→ **What is asked**
[1] From the discussion about naming the JSON converter, repeat the passage starting at "I'm seeing that there's" and ending at "found, return JSON_TOK_INVALID.".
[2] Answer these questions about the discussion on naming the JSON converter:
(a) Which converter is said to have the same naming issue as the existing "json" converter?
(b) Which command-line utility is mentioned as one that decodes and extracts contents?
(c) What does mjson_find() return if the element is not found?

→ **Extracted text**
((

Hmmmm that's not your fault but now I'm seeing that we already have a
converter inappropriately called "json", so we don't even know in which
direction it works by just looking at its name :-(  Same issue as for
base64.

May I suggest that you call yours "json_decode" or maybe shorter
"json_dec" so that it's more explicit that it's the decode one ? Because
for me "json_string" is the one that will emit a json string from some
input (which it is not). Then we could later create "json_enc" and warn
when "json" alone is used. Or even "jsdec" and "jsenc" which are much
shorter and still quite explicit.

How about "json_query" because it's exactly what it does :-)

I'm not familiar with the notion of "query" to decode and extract contents
but I'm not the most representative user and am aware of the "jq" command-
line utility that does this. So if it sounds natural to others I'm fine
with this.

I'm seeing that there's a very nice mjson_find() which does *exactly* what
you need:

     "In a JSON string s, len, find an element by its JSONPATH path. Save
      found element in tokptr, toklen. If not found, return JSON_TOK_INVALID.
      If found, return one of: MJSON_TOK_STRING, MJSON_TOK_NUMBER,
      MJSON_TOK_TRUE, MJSON_TOK_FALSE, MJSON_TOK_NULL, MJSON_TOK_ARRAY,
      MJSON_TOK_OBJECT.

))

(Data records)
((

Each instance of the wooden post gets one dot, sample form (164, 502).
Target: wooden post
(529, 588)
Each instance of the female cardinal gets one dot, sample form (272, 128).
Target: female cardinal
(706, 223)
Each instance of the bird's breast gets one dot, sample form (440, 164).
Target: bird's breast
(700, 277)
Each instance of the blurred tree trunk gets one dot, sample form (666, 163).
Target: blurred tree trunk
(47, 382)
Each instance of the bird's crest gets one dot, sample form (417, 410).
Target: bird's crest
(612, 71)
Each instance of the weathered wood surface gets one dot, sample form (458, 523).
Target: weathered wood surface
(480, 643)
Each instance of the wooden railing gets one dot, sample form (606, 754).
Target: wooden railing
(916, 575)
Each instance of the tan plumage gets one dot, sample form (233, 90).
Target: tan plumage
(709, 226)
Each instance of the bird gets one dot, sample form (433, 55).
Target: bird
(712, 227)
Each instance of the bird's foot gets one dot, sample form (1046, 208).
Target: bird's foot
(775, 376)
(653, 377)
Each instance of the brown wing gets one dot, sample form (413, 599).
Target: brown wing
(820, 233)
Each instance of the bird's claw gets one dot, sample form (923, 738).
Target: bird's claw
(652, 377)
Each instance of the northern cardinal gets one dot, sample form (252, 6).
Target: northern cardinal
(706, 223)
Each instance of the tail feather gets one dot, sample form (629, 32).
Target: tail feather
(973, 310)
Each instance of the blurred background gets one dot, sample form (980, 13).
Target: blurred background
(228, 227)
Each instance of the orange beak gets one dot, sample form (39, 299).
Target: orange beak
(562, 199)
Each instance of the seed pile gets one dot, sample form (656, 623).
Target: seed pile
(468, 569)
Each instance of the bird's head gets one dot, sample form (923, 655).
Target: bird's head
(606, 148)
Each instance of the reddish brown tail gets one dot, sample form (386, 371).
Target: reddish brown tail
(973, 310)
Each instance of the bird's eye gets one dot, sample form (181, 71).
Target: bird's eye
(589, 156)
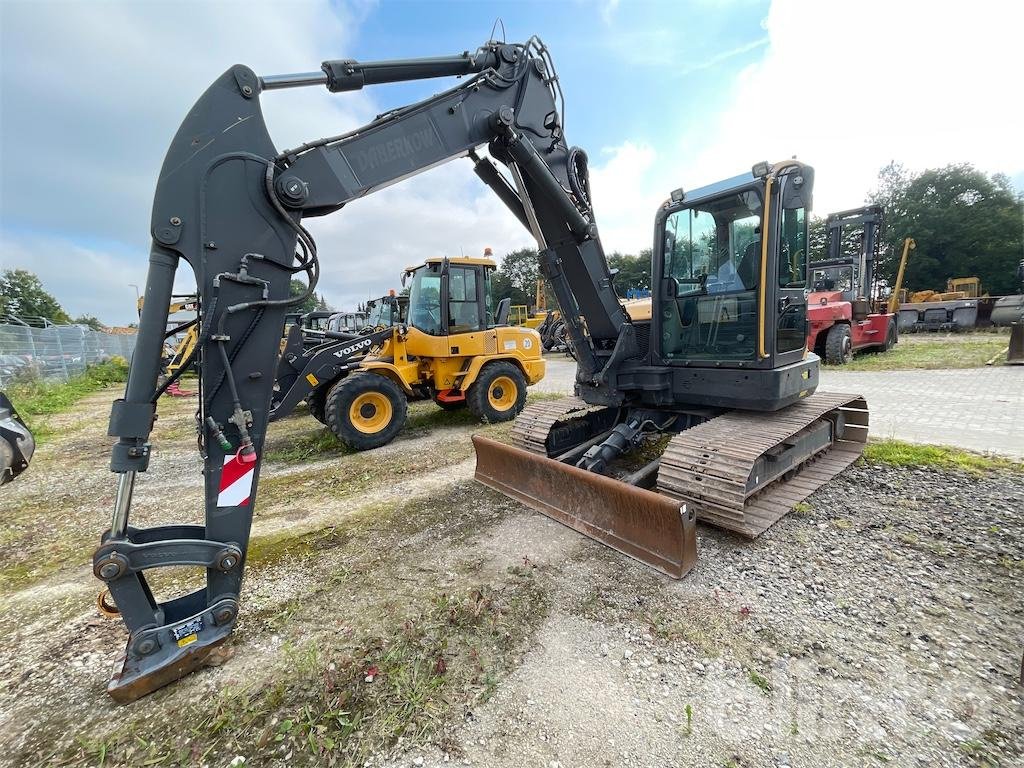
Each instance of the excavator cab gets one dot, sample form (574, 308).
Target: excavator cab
(730, 263)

))

→ **Exercise responses**
[1]
I'm seeing that there's a very nice mjson_find() which does *exactly* what
you need:

     "In a JSON string s, len, find an element by its JSONPATH path. Save
      found element in tokptr, toklen. If not found, return JSON_TOK_INVALID.

[2]
(a) base64
(b) jq
(c) JSON_TOK_INVALID